■ **THE EXERCISE**
Return every line of the material below that contains the string "beak". Matching is case-sensitive.

(Position identification records)
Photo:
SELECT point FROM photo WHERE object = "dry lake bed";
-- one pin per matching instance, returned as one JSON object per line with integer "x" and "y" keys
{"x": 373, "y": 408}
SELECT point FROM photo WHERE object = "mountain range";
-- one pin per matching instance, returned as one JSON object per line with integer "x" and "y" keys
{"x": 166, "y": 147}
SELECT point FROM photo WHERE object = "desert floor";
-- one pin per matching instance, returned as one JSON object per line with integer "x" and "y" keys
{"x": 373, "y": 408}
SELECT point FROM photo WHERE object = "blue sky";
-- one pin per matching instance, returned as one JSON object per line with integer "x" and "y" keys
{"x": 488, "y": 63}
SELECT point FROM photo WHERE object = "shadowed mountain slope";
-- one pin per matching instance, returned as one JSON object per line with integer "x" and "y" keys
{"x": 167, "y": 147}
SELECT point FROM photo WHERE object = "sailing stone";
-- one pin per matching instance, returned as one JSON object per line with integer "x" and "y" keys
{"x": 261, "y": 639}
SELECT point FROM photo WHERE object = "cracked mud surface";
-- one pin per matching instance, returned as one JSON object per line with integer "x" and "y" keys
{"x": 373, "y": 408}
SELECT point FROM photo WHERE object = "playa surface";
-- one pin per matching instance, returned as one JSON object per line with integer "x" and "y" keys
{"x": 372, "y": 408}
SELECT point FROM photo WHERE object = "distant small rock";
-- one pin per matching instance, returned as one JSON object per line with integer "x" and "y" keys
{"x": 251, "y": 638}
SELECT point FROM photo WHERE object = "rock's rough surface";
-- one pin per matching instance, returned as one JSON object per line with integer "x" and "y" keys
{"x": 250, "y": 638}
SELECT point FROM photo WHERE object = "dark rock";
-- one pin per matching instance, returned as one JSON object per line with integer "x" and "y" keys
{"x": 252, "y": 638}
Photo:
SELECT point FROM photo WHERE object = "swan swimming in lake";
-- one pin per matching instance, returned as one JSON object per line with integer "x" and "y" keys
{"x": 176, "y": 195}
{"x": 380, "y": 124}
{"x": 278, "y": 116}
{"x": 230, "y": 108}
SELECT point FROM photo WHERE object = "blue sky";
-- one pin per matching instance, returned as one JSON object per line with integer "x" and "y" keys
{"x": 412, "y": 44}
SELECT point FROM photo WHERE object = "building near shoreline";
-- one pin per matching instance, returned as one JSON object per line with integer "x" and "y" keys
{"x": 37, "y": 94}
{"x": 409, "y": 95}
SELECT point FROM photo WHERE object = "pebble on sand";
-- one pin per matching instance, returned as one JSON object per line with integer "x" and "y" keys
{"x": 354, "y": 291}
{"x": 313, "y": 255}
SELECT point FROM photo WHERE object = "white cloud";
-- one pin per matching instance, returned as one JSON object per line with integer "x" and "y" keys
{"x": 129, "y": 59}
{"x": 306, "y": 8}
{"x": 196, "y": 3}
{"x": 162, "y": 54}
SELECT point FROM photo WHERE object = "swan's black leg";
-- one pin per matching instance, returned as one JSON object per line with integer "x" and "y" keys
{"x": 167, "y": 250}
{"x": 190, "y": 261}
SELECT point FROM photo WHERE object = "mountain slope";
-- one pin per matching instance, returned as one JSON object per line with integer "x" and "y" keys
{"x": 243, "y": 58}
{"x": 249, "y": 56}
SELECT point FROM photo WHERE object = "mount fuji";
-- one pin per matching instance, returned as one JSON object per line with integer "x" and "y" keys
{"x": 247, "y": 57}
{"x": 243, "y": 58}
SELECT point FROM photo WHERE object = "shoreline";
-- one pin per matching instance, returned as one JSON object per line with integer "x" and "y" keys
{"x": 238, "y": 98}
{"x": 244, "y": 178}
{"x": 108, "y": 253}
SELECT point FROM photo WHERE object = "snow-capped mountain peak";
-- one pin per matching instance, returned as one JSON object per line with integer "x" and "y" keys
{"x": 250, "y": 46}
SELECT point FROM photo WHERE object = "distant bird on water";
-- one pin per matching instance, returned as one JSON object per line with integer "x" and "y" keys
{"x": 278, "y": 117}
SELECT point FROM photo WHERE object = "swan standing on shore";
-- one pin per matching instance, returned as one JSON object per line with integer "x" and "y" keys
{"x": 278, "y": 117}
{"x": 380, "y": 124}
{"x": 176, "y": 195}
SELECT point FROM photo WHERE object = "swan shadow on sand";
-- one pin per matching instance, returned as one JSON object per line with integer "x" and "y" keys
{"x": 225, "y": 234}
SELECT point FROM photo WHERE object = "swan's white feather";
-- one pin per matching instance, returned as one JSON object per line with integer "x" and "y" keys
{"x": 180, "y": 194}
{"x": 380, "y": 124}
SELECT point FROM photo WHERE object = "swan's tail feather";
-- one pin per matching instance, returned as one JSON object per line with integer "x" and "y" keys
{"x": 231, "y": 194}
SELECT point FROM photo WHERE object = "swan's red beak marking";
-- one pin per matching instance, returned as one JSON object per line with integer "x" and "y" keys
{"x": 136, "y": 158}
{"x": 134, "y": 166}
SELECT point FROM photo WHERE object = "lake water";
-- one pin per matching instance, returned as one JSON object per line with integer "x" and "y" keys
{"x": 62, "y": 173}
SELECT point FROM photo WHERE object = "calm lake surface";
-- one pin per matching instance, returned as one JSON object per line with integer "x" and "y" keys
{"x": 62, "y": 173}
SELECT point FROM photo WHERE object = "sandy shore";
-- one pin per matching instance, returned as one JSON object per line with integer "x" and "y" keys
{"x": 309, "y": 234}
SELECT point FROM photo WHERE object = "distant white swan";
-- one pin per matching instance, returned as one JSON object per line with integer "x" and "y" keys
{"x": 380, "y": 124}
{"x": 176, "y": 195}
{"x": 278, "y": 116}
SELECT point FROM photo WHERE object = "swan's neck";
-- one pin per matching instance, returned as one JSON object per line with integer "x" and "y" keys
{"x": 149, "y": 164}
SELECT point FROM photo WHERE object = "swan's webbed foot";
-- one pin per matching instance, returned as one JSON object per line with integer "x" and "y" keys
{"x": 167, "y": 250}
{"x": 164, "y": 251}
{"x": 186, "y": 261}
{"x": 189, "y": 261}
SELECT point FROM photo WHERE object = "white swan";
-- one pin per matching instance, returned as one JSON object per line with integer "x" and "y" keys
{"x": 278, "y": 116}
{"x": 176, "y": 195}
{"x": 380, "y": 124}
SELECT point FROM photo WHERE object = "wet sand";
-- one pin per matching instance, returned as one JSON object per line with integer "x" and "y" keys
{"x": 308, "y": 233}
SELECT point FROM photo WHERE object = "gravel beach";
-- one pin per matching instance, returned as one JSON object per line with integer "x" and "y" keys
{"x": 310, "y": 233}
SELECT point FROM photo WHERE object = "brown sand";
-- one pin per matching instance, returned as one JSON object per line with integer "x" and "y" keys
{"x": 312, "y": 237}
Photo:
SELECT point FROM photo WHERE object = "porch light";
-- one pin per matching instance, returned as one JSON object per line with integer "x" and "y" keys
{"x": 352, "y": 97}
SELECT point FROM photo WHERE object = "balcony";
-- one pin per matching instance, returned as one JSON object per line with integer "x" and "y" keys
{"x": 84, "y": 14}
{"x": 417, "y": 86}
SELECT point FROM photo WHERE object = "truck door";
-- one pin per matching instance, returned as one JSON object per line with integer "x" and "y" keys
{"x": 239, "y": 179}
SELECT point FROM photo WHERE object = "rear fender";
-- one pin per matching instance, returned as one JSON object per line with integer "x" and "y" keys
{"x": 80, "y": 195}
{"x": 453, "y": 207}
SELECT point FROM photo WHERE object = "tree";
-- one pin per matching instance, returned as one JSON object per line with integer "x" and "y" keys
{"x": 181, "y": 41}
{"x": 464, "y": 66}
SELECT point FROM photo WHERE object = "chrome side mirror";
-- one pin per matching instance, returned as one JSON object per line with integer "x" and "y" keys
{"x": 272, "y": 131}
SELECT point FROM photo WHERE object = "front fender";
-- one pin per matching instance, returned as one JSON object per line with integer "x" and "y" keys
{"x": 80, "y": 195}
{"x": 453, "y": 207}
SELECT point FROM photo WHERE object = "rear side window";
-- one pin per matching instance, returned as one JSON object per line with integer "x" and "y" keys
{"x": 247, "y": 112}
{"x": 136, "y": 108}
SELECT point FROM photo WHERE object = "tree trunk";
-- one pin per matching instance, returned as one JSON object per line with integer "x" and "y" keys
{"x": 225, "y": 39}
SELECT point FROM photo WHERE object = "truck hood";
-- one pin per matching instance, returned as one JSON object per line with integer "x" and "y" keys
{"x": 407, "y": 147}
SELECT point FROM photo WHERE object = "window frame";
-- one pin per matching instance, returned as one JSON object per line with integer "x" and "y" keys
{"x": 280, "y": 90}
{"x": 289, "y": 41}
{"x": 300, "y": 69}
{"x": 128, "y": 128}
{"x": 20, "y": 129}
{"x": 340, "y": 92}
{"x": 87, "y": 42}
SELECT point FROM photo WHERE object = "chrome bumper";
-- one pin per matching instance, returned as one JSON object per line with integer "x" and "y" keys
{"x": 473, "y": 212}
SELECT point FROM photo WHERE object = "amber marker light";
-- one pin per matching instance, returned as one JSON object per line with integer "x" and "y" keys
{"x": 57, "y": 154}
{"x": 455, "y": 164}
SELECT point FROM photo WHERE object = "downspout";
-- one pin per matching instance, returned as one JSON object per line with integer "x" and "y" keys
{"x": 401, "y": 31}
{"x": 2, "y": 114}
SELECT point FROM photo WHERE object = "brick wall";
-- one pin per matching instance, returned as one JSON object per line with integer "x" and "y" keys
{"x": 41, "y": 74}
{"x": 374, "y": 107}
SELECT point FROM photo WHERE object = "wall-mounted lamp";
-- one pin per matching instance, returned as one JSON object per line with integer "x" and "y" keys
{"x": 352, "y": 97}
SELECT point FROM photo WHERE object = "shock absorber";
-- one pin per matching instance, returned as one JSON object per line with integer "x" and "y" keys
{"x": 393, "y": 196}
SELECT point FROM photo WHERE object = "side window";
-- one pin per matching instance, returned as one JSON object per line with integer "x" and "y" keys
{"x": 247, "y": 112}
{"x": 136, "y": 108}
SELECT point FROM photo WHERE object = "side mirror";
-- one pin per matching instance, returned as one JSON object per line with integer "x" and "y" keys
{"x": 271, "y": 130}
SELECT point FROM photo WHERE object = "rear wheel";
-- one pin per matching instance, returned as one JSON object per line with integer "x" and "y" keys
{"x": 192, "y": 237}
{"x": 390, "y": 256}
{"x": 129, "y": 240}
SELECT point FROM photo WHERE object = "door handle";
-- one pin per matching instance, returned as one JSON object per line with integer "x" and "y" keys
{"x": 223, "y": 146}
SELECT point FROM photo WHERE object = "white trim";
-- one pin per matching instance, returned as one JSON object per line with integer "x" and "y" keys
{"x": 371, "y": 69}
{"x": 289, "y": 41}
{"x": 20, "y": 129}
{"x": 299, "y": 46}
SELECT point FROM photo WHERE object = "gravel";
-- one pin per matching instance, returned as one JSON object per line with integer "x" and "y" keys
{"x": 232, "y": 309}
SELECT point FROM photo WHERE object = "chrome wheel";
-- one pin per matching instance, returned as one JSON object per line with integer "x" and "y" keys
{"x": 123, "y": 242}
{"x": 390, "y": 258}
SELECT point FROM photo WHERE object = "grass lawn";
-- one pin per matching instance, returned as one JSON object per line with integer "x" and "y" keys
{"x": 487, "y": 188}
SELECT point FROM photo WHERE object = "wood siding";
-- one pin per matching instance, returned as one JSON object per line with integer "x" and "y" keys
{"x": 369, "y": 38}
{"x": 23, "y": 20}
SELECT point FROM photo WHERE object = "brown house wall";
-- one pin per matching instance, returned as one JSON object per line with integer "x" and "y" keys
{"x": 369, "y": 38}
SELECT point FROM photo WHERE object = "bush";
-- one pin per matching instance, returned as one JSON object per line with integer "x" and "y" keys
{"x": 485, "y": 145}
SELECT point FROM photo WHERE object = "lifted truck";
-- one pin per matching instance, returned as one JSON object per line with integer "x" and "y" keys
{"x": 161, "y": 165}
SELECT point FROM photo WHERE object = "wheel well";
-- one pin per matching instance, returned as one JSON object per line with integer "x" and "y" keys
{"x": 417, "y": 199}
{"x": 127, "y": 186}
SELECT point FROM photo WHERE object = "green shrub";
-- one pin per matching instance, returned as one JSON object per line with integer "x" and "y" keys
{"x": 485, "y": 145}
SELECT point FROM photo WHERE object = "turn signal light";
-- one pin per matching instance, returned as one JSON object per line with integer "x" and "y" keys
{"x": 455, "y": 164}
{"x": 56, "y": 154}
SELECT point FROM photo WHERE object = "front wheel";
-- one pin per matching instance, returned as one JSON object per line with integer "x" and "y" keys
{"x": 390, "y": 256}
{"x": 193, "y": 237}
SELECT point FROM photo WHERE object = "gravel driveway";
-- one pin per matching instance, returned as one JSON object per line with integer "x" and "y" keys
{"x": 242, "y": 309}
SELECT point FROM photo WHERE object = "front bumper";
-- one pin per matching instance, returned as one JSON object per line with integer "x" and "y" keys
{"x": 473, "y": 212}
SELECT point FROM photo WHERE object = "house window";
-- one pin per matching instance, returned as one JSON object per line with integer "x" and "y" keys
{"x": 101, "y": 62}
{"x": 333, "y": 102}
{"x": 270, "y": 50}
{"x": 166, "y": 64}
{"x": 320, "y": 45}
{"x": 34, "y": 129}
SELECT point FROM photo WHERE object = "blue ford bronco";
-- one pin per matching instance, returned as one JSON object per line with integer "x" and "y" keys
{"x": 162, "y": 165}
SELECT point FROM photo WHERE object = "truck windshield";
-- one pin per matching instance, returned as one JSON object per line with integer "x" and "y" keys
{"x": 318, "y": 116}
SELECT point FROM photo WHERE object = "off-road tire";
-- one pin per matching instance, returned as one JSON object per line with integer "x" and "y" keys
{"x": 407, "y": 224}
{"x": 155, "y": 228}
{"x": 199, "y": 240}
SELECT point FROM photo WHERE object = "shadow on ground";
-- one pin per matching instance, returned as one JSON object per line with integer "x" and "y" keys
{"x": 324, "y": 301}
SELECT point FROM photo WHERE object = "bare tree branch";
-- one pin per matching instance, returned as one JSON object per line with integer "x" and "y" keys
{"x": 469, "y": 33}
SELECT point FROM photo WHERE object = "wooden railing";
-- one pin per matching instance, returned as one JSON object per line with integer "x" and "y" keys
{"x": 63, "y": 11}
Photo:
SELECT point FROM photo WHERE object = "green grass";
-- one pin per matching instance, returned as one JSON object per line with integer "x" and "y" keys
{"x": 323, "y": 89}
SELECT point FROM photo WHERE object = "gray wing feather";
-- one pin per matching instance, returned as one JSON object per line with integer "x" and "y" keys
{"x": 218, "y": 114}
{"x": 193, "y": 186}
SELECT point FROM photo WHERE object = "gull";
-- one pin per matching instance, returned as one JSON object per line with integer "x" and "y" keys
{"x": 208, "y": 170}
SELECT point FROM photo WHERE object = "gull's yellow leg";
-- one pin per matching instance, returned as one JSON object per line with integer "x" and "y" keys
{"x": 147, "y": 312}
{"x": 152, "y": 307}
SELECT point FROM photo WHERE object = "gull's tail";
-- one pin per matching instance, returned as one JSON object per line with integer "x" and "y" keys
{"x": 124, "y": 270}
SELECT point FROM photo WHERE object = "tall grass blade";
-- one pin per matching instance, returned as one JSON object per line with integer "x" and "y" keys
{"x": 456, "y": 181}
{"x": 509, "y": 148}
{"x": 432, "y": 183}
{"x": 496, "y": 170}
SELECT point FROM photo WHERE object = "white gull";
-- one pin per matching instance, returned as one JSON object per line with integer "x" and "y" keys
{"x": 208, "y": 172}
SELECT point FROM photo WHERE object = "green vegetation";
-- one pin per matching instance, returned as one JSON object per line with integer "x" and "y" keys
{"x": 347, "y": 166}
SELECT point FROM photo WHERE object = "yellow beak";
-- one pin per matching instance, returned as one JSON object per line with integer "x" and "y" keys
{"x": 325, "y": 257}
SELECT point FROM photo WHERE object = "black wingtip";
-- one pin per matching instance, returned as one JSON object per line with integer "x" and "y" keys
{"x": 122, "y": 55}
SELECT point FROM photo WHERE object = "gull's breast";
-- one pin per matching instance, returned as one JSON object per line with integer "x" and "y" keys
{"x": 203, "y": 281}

■ **TASK RESPONSE**
SELECT point FROM photo WHERE object = "swan's red beak marking";
SELECT point FROM photo WHERE object = "yellow beak";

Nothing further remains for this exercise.